*Written exercise 1:* Reproduce the part of the rows that opens with the line containing "If you could mark the whitewashed" and continues to the end of the rows, substituting "image" for every "photo" and changing nothing else.
* begin Selection *
# Nail gun for ring shank nails?



## coldinil (Jan 25, 2009)

I have squeaky floors and want to fix it before carpet. Is there such a thing as a nail gun that uses ring shank nails? I looked at Lowes and did not see one that said it was for them?


----------



## paul100 (Aug 29, 2009)

Any framing gun should handle ring shank nails


----------



## Glassit (Jan 30, 2016)

Same gun shoots both. Coated nails generally seem to harder to pull out than ring shanks are but I haven't specifically tested. Buy two 1# boxes of identical nails in coated and ringed, and sink one of each the same distance into clear lumber, then put a digital luggage scale a marked set distance up a long pry bar for leverage, pull the scale, and see which nail takes more force to pull out. If you want the max holding power. Report back if you test it.


----------



## Nealtw (Jun 22, 2017)

Just put the nail at 45*, they won't let go, any nail.


----------



## chandler48 (Jun 5, 2017)
* end Selection *
*Written exercise 2:* Continue the forum thread about nail guns for ring shank nails from the point where it stops.
* begin Provided entries *
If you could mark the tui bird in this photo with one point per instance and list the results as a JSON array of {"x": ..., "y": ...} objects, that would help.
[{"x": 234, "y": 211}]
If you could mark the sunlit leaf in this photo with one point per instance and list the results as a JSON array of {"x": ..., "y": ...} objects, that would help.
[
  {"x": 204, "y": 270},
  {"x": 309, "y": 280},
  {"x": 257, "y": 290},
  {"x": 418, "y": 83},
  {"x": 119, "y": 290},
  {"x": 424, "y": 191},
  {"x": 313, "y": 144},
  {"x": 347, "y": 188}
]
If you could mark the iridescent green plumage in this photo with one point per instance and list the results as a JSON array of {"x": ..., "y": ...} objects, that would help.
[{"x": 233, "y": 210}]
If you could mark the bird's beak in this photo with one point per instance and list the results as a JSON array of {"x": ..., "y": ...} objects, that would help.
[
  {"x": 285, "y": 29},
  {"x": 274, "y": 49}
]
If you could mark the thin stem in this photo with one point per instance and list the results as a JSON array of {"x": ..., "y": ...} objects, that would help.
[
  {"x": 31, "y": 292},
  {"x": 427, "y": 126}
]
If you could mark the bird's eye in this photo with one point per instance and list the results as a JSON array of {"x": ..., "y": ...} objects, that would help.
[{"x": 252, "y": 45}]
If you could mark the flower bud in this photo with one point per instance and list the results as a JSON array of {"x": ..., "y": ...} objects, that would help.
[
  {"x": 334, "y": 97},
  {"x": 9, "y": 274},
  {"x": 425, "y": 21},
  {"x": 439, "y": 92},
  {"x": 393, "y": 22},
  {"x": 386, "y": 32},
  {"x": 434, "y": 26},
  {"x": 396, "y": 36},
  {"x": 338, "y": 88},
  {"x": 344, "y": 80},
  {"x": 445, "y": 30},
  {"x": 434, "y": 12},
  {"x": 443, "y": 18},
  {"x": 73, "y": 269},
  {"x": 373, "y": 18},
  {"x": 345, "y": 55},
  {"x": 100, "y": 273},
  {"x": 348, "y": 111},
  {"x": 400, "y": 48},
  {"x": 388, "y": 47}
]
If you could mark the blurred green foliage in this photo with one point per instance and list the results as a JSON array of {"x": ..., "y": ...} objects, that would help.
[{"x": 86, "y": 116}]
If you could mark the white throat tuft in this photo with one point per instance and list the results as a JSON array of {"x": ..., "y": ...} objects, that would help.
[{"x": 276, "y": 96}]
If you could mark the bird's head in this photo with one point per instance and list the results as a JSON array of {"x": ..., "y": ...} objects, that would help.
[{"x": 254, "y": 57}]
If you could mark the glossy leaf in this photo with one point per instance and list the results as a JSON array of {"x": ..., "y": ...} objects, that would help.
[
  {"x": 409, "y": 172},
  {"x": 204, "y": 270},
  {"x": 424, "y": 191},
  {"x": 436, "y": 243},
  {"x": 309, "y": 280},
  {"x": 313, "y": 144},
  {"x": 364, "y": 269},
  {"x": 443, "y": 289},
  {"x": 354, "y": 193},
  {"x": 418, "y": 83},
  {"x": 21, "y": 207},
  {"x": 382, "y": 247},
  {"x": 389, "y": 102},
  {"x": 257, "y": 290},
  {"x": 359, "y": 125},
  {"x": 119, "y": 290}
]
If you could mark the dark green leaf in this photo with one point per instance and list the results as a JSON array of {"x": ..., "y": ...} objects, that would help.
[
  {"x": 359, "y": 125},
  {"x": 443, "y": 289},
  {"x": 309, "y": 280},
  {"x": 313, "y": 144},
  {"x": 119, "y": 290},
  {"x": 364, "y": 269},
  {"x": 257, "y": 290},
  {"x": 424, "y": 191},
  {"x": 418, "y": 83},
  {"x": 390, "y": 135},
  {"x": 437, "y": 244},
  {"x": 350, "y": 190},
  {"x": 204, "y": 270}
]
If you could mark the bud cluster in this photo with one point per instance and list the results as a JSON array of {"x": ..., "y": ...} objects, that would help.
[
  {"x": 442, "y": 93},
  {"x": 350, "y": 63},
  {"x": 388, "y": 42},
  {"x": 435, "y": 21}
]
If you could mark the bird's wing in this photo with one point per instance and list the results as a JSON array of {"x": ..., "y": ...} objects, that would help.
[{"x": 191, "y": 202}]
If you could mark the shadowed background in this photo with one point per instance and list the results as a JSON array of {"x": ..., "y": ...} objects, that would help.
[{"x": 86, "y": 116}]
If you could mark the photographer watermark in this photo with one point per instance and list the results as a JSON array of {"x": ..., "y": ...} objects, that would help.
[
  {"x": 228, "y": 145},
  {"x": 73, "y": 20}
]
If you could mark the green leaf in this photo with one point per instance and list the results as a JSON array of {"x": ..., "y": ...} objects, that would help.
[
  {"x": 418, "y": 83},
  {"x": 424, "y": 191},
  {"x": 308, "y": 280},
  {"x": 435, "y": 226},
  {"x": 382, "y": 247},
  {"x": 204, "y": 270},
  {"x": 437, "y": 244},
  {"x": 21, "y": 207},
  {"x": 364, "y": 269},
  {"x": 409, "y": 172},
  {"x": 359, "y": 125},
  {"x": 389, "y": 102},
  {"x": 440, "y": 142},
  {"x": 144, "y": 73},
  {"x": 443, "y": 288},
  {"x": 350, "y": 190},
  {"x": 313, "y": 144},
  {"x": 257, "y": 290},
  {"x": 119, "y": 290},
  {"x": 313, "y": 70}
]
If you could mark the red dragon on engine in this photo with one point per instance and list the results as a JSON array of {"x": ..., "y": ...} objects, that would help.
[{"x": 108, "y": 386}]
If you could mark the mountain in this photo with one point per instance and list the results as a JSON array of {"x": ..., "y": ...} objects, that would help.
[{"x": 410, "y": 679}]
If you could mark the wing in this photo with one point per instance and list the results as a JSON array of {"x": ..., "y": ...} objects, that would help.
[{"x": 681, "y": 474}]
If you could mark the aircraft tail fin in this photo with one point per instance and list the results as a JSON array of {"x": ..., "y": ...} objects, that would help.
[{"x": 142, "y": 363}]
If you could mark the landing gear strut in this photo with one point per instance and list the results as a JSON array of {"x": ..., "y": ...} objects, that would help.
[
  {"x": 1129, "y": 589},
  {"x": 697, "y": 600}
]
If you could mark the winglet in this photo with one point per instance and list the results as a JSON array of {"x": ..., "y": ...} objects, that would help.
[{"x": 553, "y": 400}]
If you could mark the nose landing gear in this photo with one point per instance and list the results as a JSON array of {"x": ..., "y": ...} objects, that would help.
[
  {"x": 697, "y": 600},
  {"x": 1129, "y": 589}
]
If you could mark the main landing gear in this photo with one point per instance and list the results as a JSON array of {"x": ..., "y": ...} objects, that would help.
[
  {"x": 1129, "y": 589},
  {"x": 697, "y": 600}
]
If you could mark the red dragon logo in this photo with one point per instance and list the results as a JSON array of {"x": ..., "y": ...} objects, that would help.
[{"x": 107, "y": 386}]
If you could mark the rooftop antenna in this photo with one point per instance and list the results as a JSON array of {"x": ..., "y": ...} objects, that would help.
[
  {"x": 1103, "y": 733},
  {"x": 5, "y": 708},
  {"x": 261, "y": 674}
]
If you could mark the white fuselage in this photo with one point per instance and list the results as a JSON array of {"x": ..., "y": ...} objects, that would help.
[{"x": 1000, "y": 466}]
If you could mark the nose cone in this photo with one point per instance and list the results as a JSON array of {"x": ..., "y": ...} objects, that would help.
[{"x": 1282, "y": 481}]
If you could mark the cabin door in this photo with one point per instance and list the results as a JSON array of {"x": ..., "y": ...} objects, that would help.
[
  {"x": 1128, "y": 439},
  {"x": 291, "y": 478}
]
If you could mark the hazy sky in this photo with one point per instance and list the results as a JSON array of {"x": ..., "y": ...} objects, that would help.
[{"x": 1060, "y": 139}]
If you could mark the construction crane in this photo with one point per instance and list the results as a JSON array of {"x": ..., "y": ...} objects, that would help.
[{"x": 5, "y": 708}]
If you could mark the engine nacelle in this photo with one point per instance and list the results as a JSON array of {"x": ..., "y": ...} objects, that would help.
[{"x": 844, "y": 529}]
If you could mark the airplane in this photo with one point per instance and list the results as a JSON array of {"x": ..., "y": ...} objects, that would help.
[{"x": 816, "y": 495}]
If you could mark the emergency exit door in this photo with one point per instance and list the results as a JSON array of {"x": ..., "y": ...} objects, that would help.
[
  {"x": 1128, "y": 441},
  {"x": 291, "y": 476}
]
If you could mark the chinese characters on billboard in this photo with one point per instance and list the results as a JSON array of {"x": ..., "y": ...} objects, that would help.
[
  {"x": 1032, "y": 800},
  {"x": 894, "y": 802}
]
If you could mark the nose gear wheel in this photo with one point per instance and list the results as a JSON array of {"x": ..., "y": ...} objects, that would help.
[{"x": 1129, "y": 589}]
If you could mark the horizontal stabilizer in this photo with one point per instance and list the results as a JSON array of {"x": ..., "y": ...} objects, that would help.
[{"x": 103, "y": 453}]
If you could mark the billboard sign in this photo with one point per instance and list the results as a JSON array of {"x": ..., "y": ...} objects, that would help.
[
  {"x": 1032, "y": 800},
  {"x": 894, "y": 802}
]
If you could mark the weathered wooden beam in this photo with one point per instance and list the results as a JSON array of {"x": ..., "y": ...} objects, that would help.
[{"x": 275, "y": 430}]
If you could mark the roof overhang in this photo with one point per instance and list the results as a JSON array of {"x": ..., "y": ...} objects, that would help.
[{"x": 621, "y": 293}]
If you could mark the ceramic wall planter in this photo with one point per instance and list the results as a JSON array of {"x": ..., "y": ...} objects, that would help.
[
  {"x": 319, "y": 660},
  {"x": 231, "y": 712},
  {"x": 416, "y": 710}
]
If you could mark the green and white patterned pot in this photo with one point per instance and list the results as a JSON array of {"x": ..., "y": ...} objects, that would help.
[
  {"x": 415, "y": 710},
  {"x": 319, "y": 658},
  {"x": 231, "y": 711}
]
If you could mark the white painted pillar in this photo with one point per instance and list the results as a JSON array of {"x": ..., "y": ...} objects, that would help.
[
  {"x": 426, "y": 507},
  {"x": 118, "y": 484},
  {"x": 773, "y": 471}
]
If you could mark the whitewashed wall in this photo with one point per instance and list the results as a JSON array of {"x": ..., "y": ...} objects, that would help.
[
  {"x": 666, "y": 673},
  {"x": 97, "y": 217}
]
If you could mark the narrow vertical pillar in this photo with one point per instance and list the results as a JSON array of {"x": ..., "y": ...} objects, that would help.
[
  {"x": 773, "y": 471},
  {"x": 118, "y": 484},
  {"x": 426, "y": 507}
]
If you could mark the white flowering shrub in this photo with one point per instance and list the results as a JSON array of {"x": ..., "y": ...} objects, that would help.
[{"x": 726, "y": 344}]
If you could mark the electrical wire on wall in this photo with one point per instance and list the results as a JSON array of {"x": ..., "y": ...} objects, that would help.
* end Provided entries *
*Final result 1:*
If you could mark the whitewashed wall in this image with one point per instance and list the results as a JSON array of {"x": ..., "y": ...} objects, that would help.
[
  {"x": 666, "y": 673},
  {"x": 97, "y": 217}
]
If you could mark the narrow vertical pillar in this image with one point per instance and list the results as a JSON array of {"x": ..., "y": ...} objects, that would help.
[
  {"x": 773, "y": 471},
  {"x": 118, "y": 484},
  {"x": 426, "y": 507}
]
If you could mark the white flowering shrub in this image with one point per instance and list the results as a JSON array of {"x": ..., "y": ...} objects, that would help.
[{"x": 726, "y": 344}]
If you could mark the electrical wire on wall in this image with one point per instance and list the results as a JSON array of {"x": ..., "y": ...} objects, that would help.

*Final result 2:*
You don't need to do all that luggage scale testing of nails to get the performance you need. Most of us have used every kind of nail possible and can give you first hand information. Ring shank nails will undoubtedly hold. We have dismantled decks with ring shank nails holding the decking and the wood tears away from the nails before the nails release. You'll need to buy the correct angle nails for whatever nail gun you rent/buy. I do prefer HDG ring shank nails.


----------



## joecaption (Nov 30, 2011)

Any framing nail gun will shoot ring shanked nails.
Ring shanks have great holding power but will not pull the offening boards down to make direct contact, bugle head decking screws will.
Best to use an impact driver when installing them.


----------



## BIG Johnson (Apr 9, 2017)

Screws are best for fixing squeaky boards.

Any framer except the 20V Dewalt should handle ring shank.


----------



## coldinil (Jan 25, 2009)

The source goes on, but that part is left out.